**Objectives:**
[1] In the Belfast riots passage, what image triggered the writer's thoughts about Roonan's memories?
[2] Carry on the Belfast riots passage, picking up after its final sentence.

**Text provided:**
§ §
I follow several international journalists, and part of my writing this morning was spurred by tweets amongst them about this week’s East Belfast riots. A picture posted by Belfast journalist, John Mooney (photo here), who was nearly trapped in Newtonabbey after last night’s riots, triggered dormant thoughts about memories my main character (Roonan) has of one of the mistakes in his life. Trigger was not the riot, but the image of a leafless tree against clouds of smoke.

When the explosion rang in his ears, Roonan ran first to where his brother had turned to face him.  Looked for the startled, wondering face where it would have been in the remaining cloud.  Searched for him in the crater blasted into the pavement, down into soil and rock below. Moved the car a distance, their mother’s sweater sliding back and forth across the empty seat, voices repeating, tormenting in the deafening ringing of his ears.  Walked back to sit beneath a leafless tree, black lines of twigs drawn against the silken sky as riot police gathered behind an armored car. Wiped something from his face. Startled to know he’d been crying, tears muddying the faint grit and spray of red across his face.  He’d run then – the slow, steady pace of a man intent on getting away, forcefully relaxing himself in order to disappear into a crowd.
§ §
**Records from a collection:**
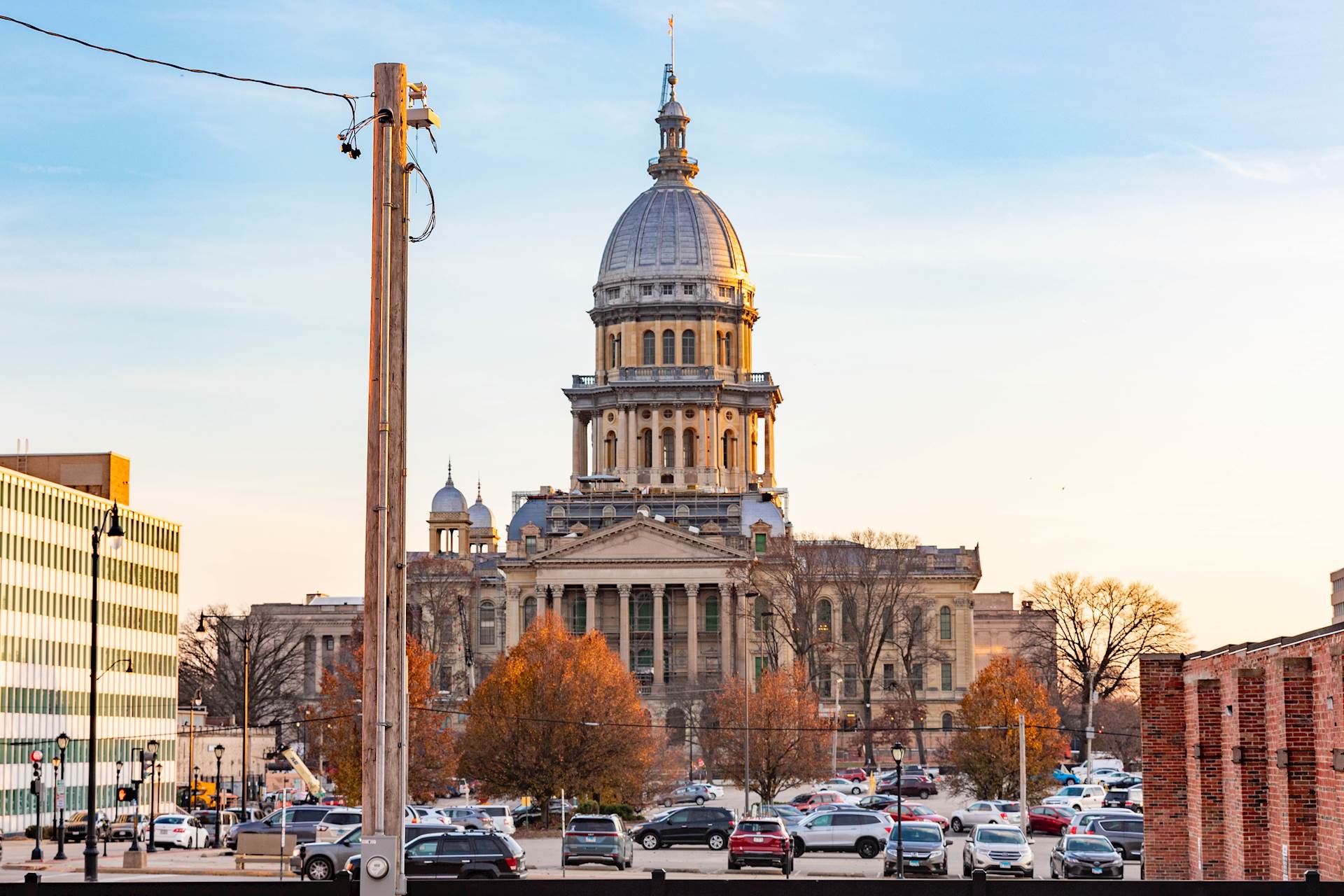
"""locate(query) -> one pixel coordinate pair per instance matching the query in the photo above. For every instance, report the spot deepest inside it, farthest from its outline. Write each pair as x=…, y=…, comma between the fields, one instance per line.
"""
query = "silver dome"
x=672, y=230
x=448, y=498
§ §
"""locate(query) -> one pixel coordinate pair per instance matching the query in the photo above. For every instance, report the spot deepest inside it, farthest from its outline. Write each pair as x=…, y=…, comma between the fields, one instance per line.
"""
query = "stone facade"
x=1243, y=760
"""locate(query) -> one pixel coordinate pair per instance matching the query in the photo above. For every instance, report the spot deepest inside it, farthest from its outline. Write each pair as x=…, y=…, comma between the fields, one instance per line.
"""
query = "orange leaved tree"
§ §
**Answer set:**
[1] The image of a leafless tree against clouds of smoke.

[2]
It was the tree he remembered. Spindling black-twigged branches. Huddled, riot-armored men behind the huddled armored trucks, black shine of their helmets, round as his father’s crash helmet against the flashing lights. Agents milling through the lifting cloud like men on the moon.  His brother no longer there.  Slick slide of his mother’s cardigan across the seat. Ice-rush of water as he washed his face, changed his shirt. His mother no longer there.

Exaggerated, unworldly silence concussed his hearing.  Like the moon.  Like the moon.  No matter the milling of people moving in curiosity down the street.  No matter the diversion of men as he crossed back over the border.  No matter the passing cars, the friendly, sorrowful wave of a neighbor as he turned back into Ridell’s main street, passing the grocer where she shopped, the post office where she’d mailed Stephen a package only last week, the shops where she’d just sent him with spare money she’d found to buy his brother longer jeans, now the youngest had grown so tall.  No one on the moon.  No one anywhere in Roonan’s ringing head.  No one to ask him, What did you do?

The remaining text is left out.